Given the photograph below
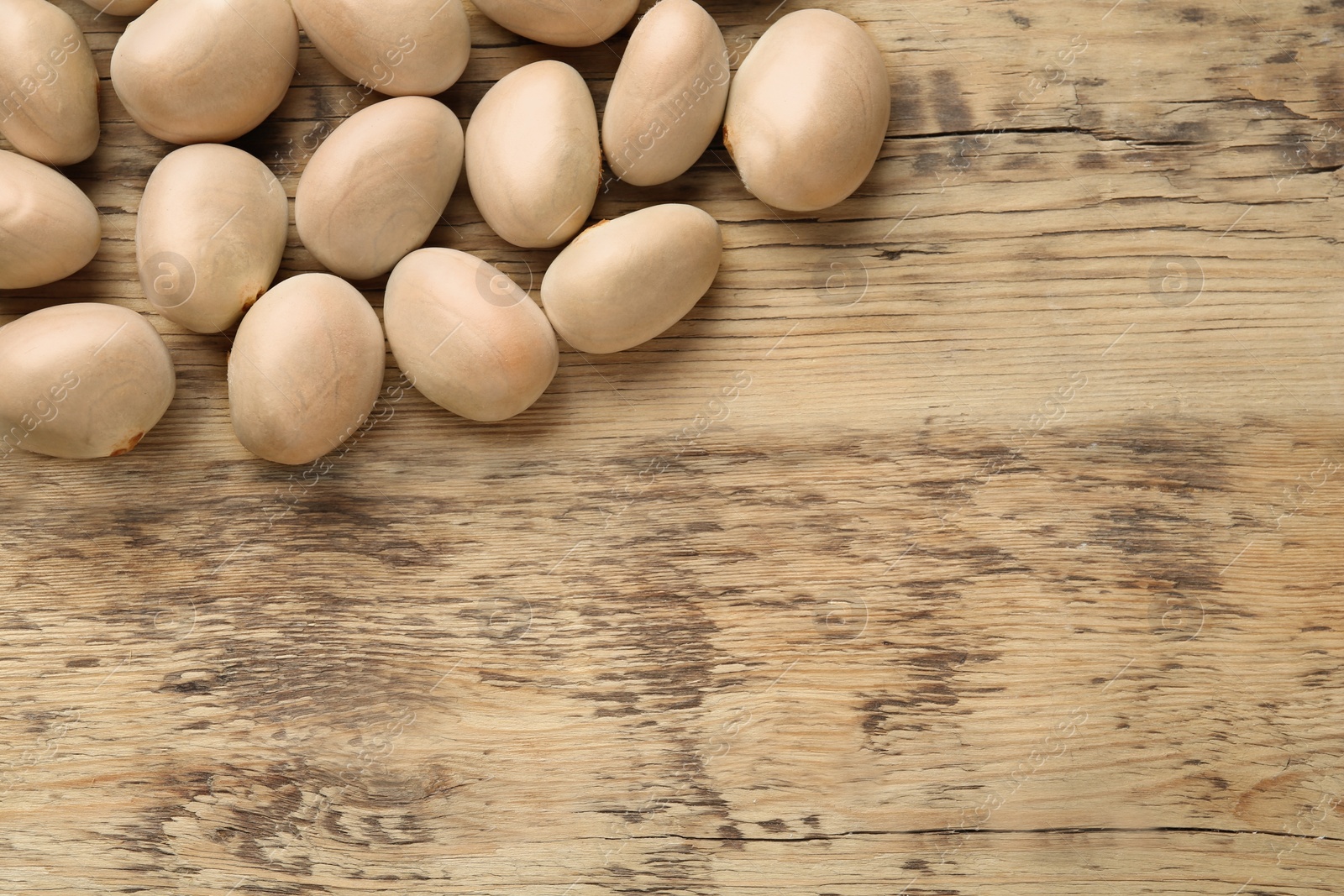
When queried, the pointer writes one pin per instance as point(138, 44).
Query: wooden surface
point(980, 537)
● ● ● ● ●
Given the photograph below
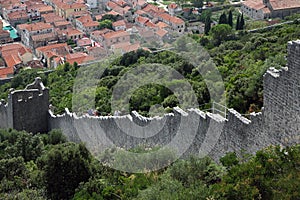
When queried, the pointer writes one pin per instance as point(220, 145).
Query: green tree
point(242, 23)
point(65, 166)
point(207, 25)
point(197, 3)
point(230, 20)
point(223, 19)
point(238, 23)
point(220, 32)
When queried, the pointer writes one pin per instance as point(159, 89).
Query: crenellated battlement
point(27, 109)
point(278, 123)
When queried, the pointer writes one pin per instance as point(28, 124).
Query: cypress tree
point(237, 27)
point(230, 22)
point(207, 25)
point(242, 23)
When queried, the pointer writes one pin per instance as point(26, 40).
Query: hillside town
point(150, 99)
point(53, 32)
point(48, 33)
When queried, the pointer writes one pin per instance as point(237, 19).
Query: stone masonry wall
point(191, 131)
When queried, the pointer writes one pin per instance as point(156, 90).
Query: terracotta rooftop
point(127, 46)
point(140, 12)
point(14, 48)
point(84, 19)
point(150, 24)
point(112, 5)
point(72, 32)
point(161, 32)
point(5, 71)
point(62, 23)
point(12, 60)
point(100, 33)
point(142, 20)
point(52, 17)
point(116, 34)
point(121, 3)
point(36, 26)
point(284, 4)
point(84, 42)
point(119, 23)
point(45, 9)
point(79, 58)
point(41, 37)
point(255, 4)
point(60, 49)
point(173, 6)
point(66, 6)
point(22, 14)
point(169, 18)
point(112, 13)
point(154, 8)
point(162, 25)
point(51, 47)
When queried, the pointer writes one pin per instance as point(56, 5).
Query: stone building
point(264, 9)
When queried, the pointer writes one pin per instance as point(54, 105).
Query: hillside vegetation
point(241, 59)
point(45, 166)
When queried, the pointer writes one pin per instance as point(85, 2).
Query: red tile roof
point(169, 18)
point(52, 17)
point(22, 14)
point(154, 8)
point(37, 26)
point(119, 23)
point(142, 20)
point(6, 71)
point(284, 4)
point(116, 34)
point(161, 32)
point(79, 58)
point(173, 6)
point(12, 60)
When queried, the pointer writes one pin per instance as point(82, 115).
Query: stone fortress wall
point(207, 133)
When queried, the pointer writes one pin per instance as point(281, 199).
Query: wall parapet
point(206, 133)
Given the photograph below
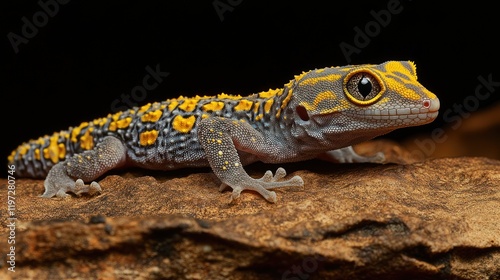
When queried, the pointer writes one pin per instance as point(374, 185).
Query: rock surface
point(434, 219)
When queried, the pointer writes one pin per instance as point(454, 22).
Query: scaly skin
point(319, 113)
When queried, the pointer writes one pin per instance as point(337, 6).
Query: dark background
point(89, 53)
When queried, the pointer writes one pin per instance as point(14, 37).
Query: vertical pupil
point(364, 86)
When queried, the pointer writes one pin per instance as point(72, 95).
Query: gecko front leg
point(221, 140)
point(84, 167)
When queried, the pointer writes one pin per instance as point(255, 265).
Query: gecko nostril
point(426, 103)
● ● ● ● ●
§ The exercise: Count the lines of the data above that contain the string "hillside", treating uppercase and lowercase as different, and give only the number.

§ Answer in full: 2